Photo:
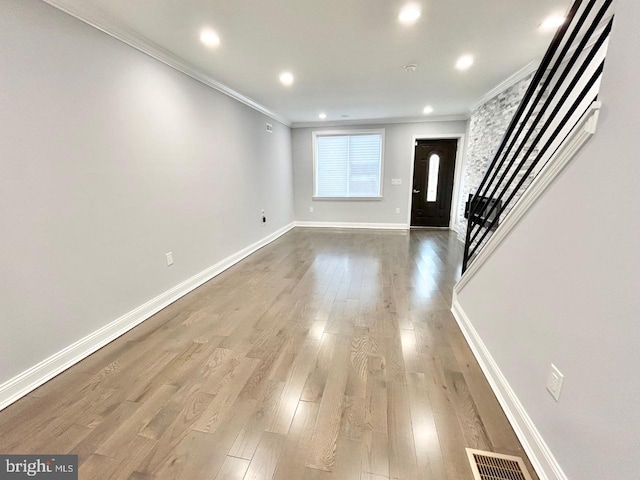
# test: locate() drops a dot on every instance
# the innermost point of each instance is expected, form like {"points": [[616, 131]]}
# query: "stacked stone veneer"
{"points": [[487, 126]]}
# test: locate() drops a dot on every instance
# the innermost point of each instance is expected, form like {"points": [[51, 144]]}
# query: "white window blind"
{"points": [[348, 165]]}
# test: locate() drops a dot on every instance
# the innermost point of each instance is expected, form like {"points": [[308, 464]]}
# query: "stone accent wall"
{"points": [[487, 126]]}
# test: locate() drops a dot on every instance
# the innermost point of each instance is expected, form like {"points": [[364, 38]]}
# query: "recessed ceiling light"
{"points": [[209, 37], [552, 22], [286, 78], [464, 62], [409, 13]]}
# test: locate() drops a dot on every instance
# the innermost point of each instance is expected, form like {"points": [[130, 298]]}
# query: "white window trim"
{"points": [[326, 133]]}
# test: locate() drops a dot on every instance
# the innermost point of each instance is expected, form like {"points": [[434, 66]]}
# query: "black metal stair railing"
{"points": [[563, 88]]}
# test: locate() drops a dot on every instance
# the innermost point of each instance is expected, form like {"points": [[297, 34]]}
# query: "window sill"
{"points": [[348, 199]]}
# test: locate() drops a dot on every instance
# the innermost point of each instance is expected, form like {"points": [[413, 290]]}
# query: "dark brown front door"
{"points": [[433, 173]]}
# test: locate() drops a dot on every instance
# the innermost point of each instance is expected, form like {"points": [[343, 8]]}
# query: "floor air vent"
{"points": [[495, 466]]}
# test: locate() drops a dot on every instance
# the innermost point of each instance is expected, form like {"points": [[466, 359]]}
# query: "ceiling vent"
{"points": [[495, 466]]}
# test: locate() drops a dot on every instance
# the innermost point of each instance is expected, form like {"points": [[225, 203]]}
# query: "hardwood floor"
{"points": [[328, 354]]}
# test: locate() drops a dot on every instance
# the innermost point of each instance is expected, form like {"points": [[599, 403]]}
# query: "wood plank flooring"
{"points": [[328, 354]]}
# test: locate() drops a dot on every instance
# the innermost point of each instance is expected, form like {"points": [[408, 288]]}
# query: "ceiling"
{"points": [[347, 56]]}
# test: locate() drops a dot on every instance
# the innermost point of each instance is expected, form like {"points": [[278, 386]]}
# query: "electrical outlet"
{"points": [[554, 382]]}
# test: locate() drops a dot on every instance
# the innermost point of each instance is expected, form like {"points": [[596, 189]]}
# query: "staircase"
{"points": [[560, 95]]}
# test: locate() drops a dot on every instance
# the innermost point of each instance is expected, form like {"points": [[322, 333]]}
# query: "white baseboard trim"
{"points": [[29, 380], [374, 226], [539, 454]]}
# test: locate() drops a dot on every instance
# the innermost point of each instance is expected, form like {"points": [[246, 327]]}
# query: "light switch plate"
{"points": [[554, 382]]}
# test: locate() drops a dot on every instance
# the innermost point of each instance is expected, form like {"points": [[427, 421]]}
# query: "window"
{"points": [[348, 164]]}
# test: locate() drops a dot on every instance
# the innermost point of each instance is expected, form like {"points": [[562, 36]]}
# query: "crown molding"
{"points": [[108, 25], [382, 121]]}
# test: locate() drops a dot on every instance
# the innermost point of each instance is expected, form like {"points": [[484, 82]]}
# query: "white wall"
{"points": [[109, 160], [563, 288], [397, 164]]}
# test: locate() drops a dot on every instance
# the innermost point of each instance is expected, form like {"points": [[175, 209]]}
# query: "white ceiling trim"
{"points": [[381, 121], [520, 75], [111, 27]]}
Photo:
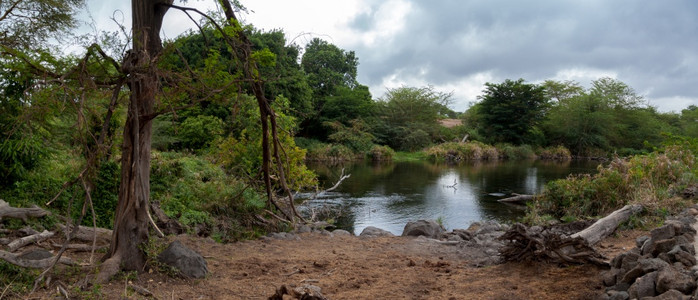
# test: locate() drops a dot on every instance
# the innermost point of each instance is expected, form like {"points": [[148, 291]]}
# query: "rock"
{"points": [[618, 295], [669, 295], [609, 277], [187, 261], [629, 261], [643, 267], [428, 228], [640, 241], [679, 255], [670, 278], [643, 286], [341, 232], [662, 233], [371, 231], [304, 229]]}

______________________________

**Description of the task**
Pull every line from the entries above that contains the word "white" and list those lines unchanged.

**Exercise response**
# query: "white window blind"
# query: "white window trim"
# query: "white baseboard trim"
# query: "white wall"
# query: "white ceiling trim"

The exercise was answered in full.